### 作業内容
地元民と移住者の関係を扱った下の文章を、最後の一文の後から引き継いで書き進める。

まちや地域の活動に関わっていると、様々な価値観同士の対峙と出会うことになります。それは時に非論理的で、慣例的なものだったり、感情論が前面に出るものだったりするわけですが、それ故にまちはおもしろいとも思うのです。

高い給料よりも「生きがい」「働きがい」がキーワードとなりつつあるアフターコロナの世界では、「自分らしさ」を求め、地方移住を考える方も多くなるのではないでしょうか。

こうして移住者が増えると、いままで以上に価値のすれ違いが起こるのではないかと想像しています。そのまちでずっと根をおろして生活してきた地元民と、新しい幸せを求めて移住する移住民、土の人と風の人と言ったりもしますが、異なる背景をもつ両者は最初からうまくいくとは限りません。

人口減少時代なのだから、外から入ってきた人はあたたかく迎えたいものですが、自分たちの生活圏にヨソモノが入ってくることに、警戒心を持つ地域住民が多いことも確かです。

### 表示中の一覧

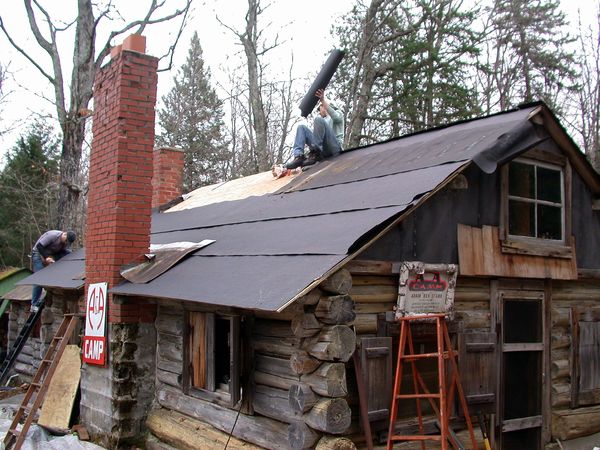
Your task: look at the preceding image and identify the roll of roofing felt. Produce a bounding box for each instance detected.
[300,49,345,117]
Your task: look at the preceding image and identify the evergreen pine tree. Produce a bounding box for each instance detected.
[0,123,60,267]
[157,33,229,191]
[484,0,575,114]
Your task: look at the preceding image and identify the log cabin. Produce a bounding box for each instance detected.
[11,36,600,450]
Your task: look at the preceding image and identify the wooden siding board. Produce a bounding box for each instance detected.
[458,224,577,280]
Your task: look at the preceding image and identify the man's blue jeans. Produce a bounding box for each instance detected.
[294,117,342,158]
[31,250,70,306]
[31,251,44,306]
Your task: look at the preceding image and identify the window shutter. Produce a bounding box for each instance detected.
[458,333,497,413]
[360,337,394,428]
[571,307,600,407]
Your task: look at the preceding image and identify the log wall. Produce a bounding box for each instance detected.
[153,271,356,449]
[252,269,357,449]
[551,279,600,441]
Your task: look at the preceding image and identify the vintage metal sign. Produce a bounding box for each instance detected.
[83,283,108,366]
[396,262,458,318]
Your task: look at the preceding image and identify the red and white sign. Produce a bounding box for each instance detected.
[83,283,108,366]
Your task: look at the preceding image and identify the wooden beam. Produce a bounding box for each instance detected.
[156,385,291,450]
[146,408,259,450]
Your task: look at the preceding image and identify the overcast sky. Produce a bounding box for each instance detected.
[0,0,599,161]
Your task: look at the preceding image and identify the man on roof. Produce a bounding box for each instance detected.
[31,230,77,312]
[285,89,344,169]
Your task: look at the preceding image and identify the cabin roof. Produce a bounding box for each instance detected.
[18,103,600,311]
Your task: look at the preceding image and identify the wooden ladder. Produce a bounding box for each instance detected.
[4,314,80,450]
[387,314,478,450]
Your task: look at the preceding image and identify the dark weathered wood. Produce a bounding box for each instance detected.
[288,383,319,414]
[296,288,325,306]
[254,319,294,338]
[458,333,498,413]
[302,398,351,434]
[352,352,373,450]
[254,371,298,390]
[254,354,298,379]
[458,223,577,280]
[552,359,571,380]
[315,295,356,325]
[552,405,600,440]
[315,436,356,450]
[154,306,184,336]
[300,363,348,397]
[551,383,572,408]
[252,335,301,358]
[254,301,304,322]
[291,312,323,338]
[252,384,298,423]
[350,285,398,304]
[156,368,181,388]
[146,408,257,450]
[552,308,571,327]
[360,337,393,429]
[288,421,321,450]
[156,333,183,373]
[346,259,392,275]
[290,350,321,375]
[352,314,377,334]
[319,269,352,294]
[156,385,291,450]
[303,325,356,362]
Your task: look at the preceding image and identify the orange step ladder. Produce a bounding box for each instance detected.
[387,314,478,450]
[4,314,80,450]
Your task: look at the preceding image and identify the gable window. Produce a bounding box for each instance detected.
[186,311,241,406]
[501,150,573,258]
[508,161,564,242]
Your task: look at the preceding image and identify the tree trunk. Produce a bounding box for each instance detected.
[240,0,271,172]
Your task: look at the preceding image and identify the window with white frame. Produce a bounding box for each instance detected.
[505,159,565,243]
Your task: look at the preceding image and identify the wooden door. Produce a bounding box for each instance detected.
[458,333,498,416]
[496,290,547,450]
[360,337,394,431]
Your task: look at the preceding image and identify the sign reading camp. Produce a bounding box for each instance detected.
[396,262,458,318]
[83,283,108,366]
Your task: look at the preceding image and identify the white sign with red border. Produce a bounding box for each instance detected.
[83,283,108,366]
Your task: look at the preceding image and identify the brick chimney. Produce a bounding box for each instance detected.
[152,147,185,209]
[79,35,158,448]
[85,35,158,322]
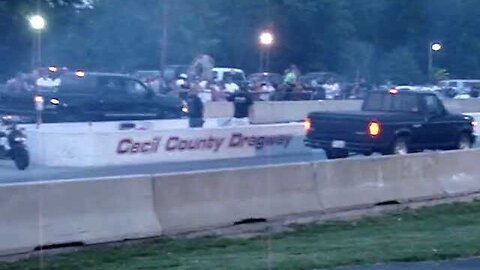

### 作業の結果
似たようなことが商店街で起こったりもします。発展途上とはいえ、私が活動する焼津駅前通り商店街は、地方のよくある商店街と同じようにシャッター通りとなっています。そこで新しいお店がオープンするとなれば、大事件なわけですが、まったく知らない人が突然、商店街のなかでお店をはじめると、地元の人は警戒したような口ぶりで、「なにか新しいお店ができるらしい」と言うのです。

ぼく自身でさえ、会ったこともない人が新しいお店をはじめると聞くと、ワクワク感がある反面、「変なひとが入ってくると嫌だ」とちょっとした警戒心を持ったりもします。

自分自身のなかに警戒心が湧くことに驚きを感じますが、この心を分析してみると、自分たちがつくってきたコミュニティやまちへの愛着から、ここを守りたい、壊してほしくないというメンタルモデルがあることに気付きます。

そして、日常と異質な誰かが自分たちの領域に入ってきた際に、合う・合わないは必ず起こるのです。自分たちと似たような価値観を持つ方であれば、時間の経過とともに同質化していくでしょう。しかし、価値が合わない場合には、「あいつは変なやつだ」「あいつには協力しない」と、仲間外れがはじまるわけです。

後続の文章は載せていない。